Which lines in the entries below contain the word "catcher"? Copy each such line in full.

-*-

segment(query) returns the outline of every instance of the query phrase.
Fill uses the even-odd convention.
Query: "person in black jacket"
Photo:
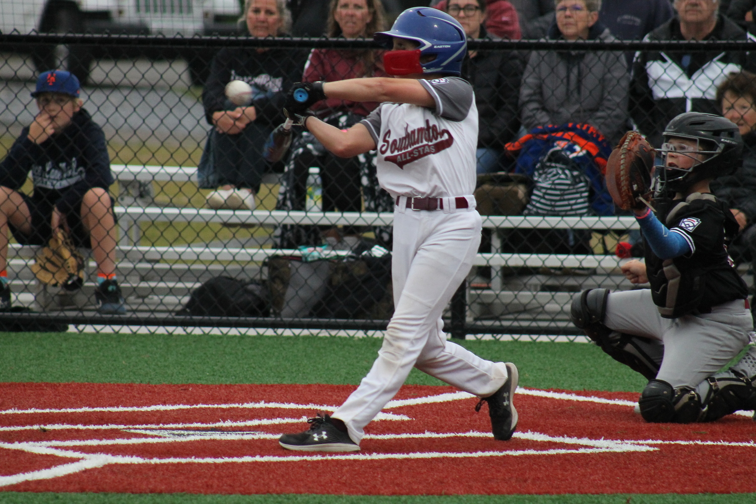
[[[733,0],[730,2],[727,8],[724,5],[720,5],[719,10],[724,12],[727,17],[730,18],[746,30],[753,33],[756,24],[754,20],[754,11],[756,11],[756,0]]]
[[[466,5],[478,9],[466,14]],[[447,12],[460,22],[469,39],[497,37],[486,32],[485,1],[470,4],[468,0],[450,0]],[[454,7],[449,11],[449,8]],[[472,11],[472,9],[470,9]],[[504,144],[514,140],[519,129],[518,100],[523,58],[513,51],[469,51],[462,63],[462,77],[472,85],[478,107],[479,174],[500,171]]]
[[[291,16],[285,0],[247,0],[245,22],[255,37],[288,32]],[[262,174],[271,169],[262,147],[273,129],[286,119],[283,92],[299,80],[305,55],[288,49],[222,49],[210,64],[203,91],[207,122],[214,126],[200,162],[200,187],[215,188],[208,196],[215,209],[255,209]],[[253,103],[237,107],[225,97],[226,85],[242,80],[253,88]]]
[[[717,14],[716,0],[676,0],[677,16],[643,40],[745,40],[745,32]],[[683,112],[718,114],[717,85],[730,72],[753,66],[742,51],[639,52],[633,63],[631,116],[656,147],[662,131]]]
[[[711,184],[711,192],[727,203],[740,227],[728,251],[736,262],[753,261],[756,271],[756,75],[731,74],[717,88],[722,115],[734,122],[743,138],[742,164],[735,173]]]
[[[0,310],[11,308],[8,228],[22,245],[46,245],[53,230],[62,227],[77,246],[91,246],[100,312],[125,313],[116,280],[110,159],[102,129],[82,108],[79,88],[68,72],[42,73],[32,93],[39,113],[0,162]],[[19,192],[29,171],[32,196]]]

-*-

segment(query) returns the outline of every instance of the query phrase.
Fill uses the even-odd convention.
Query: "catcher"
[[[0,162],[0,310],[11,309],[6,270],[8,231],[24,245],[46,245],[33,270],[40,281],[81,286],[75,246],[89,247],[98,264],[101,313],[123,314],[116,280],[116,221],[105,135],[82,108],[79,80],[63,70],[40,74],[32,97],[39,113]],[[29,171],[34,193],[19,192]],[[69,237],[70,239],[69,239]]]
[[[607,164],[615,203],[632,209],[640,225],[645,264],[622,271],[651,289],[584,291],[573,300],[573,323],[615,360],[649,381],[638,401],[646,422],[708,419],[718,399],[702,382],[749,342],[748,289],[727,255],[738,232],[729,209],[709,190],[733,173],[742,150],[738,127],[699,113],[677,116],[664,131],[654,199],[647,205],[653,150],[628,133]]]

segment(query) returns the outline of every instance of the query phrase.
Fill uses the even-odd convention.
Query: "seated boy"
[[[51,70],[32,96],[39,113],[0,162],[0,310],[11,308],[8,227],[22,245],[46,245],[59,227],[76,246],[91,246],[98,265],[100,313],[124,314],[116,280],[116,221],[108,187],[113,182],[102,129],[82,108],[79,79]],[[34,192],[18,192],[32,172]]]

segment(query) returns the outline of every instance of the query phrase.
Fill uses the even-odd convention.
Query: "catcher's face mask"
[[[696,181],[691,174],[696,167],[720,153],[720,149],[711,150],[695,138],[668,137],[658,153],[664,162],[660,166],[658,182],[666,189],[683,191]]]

-*-

Exercise answer
Query: "catcher"
Query: "catcher's face mask"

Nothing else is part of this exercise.